start ENTRIES SUPPLIED

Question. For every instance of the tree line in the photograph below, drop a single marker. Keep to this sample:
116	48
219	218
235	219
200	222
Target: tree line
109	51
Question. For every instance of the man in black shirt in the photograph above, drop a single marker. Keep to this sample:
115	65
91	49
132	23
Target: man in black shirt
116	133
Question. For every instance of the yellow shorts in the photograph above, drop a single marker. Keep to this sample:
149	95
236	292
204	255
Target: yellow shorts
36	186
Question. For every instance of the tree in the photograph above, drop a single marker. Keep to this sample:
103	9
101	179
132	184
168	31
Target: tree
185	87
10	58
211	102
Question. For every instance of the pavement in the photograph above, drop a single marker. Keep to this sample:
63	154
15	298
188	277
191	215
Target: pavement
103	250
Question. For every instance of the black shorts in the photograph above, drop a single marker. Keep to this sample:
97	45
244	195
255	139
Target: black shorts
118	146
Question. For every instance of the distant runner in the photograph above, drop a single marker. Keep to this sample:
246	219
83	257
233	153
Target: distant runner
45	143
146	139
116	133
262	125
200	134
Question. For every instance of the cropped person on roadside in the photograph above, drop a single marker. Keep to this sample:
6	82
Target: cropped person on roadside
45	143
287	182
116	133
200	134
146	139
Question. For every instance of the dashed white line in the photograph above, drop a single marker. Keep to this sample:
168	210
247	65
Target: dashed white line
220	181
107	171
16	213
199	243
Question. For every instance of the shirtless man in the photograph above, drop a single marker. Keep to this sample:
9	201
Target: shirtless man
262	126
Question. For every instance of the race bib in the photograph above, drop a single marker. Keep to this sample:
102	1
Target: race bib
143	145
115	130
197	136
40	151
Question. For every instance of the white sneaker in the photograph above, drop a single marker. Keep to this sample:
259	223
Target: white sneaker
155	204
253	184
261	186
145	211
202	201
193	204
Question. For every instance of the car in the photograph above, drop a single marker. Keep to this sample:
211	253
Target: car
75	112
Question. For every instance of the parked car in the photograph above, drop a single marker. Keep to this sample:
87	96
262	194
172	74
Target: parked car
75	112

end ENTRIES SUPPLIED

- _DO THIS_: Output exactly the lines above, from the one holding "Question. For every instance of the distant" through the end of the data, including the first and last.

- _RESULT FOR THIS TASK_:
Question. For every instance of the distant runner in the photograph above, drop a single marker. Keep to this sample:
246	219
83	257
233	153
Target: distant runner
45	143
146	139
116	133
262	125
200	134
Question. For every instance of the cropped person on roadside in the photograph above, drop a single marker. Keep to this sample:
6	82
Target: cropped person on roadside
45	143
287	182
116	133
200	134
146	139
Question. For every instance of the dashed white line in the photograph above, drop a single marker. Keep to this sample:
168	210
247	65
Target: dashed white line
220	181
107	171
16	213
199	243
Question. For every instance of the shirtless man in the photograph above, drop a single marker. Keep to this sample:
9	201
Target: shirtless man
262	126
Question. For every instance of the race bib in the photograph above, drop a single marker. Keep to this sample:
102	1
Target: race bib
143	145
115	130
197	136
40	151
Question. For every instance of the white sneaker in the photograph above, drop a single marker. Keep to this sample:
259	223
Target: white sneaker
155	204
253	184
261	186
145	211
202	201
193	204
Question. For every instance of the car in the photograph above, drop a single marker. Keep to this sample:
211	253
Target: car
75	112
Question. For every instance of the parked car in the photograph above, drop a single marker. Keep to this sample:
87	96
262	194
172	74
Target: parked car
75	112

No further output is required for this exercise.